• WHAT IS BEING ASKED:
Switch "white cloud" to "storm cloud" in the stretch of the listing from the line containing "Guideline — for every instance of the white cloud, put" through the end of the listing. Write out only those lines, with nothing else changed.
──────────
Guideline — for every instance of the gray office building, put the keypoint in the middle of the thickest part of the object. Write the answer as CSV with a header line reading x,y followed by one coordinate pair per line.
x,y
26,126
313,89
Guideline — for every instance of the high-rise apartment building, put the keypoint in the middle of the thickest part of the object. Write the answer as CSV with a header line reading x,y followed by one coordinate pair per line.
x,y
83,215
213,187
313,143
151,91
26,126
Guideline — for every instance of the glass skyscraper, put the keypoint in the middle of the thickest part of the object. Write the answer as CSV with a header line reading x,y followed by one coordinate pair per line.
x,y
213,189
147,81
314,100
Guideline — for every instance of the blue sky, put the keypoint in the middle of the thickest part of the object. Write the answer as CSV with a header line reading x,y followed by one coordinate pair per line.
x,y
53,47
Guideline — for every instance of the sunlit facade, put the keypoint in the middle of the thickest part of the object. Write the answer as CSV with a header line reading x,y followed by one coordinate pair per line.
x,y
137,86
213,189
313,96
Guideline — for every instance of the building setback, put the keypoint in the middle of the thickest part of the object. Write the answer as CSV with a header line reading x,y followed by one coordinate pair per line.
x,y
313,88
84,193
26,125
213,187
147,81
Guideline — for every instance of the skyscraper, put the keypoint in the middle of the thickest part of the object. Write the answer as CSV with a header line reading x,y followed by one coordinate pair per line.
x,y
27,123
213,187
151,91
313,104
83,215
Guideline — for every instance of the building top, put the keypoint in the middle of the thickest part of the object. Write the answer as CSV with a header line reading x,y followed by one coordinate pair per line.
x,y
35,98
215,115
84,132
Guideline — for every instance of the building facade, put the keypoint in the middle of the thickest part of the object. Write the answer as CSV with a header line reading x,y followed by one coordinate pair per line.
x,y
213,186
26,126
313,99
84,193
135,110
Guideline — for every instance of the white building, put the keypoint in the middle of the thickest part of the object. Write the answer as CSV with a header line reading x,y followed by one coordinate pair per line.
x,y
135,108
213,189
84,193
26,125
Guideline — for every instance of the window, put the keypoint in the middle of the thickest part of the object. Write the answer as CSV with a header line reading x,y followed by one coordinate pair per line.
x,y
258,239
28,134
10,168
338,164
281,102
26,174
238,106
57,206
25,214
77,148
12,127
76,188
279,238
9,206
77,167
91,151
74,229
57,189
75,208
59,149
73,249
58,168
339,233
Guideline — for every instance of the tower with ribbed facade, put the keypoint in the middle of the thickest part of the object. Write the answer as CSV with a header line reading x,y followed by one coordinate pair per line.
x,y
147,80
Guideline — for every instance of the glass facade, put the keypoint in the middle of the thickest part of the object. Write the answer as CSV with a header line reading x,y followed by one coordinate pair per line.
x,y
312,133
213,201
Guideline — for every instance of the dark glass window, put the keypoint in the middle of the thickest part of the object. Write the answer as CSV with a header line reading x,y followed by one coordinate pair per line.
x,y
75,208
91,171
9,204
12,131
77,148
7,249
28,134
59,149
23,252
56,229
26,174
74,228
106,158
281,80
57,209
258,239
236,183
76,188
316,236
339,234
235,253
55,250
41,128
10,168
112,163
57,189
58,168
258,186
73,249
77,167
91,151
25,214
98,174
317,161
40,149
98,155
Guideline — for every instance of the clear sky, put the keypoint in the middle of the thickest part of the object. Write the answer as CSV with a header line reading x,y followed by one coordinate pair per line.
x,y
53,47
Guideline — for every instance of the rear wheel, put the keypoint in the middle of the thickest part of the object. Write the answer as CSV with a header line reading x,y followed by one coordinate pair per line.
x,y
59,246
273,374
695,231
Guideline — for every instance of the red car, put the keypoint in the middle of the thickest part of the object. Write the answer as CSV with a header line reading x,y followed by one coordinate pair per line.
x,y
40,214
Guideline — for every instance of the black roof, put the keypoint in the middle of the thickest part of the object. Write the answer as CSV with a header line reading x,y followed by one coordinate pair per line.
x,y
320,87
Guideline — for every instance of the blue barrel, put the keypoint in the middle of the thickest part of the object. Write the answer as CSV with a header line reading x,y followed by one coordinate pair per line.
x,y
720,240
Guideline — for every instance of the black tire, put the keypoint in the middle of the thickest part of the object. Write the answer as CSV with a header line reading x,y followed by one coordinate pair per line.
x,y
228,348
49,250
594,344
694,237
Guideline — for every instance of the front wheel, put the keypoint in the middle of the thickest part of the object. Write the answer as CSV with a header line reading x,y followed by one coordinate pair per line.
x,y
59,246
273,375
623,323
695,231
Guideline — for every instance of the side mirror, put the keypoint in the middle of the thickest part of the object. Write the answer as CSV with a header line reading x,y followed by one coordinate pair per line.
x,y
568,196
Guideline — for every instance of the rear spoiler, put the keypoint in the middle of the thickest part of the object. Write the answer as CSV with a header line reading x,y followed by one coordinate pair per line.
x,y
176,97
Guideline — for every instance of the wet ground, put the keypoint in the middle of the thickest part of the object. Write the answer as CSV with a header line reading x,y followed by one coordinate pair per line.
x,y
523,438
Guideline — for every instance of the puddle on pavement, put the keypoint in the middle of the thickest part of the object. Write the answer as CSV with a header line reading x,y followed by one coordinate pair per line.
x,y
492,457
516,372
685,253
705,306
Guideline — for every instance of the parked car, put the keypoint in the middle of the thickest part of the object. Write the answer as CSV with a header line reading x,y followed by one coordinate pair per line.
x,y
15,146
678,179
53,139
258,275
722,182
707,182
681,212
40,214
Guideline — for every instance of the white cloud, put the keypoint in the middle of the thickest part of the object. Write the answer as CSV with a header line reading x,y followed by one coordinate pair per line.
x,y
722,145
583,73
──────────
• SOLUTION:
Guideline — for every instance of the storm cloud, put the keypoint in the middle of the thickest part of the object. Write the answer as CSV with a header line reading x,y followed by one coordinate pair per line.
x,y
722,145
583,73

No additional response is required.